● Task item
Examine the entries and show every line in which the word "hair" is found.

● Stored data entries
▽
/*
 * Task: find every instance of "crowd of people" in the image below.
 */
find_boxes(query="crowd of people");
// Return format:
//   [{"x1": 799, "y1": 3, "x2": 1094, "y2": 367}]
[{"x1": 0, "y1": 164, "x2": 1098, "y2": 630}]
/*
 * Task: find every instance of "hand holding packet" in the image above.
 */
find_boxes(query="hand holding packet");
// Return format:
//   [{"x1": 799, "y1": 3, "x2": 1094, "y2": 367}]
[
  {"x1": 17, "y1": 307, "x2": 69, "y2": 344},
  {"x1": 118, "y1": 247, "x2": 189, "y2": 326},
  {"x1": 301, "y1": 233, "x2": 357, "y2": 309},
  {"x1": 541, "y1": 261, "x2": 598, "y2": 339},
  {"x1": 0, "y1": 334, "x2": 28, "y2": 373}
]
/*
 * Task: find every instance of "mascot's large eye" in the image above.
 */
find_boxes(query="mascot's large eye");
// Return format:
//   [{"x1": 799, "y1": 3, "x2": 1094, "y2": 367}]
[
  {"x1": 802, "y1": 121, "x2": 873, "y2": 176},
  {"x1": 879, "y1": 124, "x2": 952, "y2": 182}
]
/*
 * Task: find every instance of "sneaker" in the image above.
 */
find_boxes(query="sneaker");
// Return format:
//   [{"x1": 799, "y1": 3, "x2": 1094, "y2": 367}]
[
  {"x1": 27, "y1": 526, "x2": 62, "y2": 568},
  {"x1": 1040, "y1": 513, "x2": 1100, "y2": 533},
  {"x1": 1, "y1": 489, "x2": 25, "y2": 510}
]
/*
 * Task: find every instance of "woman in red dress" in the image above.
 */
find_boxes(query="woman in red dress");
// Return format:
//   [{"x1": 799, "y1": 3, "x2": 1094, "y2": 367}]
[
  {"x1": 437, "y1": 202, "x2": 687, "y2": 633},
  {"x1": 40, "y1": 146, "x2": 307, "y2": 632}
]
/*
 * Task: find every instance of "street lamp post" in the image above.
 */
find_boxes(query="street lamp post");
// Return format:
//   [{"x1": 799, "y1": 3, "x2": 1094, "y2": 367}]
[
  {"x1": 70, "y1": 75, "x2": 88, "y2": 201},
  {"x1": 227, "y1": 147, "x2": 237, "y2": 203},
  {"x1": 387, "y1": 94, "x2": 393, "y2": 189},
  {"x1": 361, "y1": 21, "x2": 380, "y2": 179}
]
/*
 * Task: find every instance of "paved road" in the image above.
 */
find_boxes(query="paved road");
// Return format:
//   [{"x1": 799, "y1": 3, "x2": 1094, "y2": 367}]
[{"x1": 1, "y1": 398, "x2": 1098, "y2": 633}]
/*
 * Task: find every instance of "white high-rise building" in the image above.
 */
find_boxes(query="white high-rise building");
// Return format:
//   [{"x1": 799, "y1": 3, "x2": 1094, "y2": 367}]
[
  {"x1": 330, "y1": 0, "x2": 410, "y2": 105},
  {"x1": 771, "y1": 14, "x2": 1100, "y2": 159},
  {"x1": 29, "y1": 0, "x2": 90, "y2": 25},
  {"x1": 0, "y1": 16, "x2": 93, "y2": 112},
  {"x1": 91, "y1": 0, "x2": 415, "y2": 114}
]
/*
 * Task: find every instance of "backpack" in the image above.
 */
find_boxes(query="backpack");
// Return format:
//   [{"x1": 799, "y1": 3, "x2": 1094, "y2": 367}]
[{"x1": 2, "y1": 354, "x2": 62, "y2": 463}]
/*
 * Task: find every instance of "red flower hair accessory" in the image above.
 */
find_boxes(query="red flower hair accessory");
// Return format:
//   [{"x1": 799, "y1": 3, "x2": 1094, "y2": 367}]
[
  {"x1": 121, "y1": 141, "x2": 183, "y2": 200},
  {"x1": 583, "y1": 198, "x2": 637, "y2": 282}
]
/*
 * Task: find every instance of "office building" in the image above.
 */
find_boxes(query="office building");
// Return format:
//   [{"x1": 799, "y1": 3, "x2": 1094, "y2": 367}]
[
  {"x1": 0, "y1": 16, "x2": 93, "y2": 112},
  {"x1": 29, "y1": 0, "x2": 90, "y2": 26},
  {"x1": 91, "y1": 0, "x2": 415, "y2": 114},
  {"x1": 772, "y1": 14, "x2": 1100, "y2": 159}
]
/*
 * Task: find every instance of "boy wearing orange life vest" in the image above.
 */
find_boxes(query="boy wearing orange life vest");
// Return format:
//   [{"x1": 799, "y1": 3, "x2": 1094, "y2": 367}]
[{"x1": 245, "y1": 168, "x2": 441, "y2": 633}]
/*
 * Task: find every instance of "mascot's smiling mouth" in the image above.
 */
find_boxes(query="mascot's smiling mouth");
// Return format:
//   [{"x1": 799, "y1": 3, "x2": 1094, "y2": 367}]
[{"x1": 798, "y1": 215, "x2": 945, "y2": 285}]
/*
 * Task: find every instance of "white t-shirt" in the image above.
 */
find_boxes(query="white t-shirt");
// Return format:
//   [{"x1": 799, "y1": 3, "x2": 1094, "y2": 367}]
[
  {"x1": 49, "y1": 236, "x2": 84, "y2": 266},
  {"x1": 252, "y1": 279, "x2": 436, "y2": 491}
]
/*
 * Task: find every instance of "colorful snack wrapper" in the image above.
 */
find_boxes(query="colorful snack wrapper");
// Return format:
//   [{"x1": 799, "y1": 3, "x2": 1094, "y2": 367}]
△
● Written response
 * Task: find every instance of "red flower hair accessory" in the image above.
find_boxes(query="red flower hair accessory");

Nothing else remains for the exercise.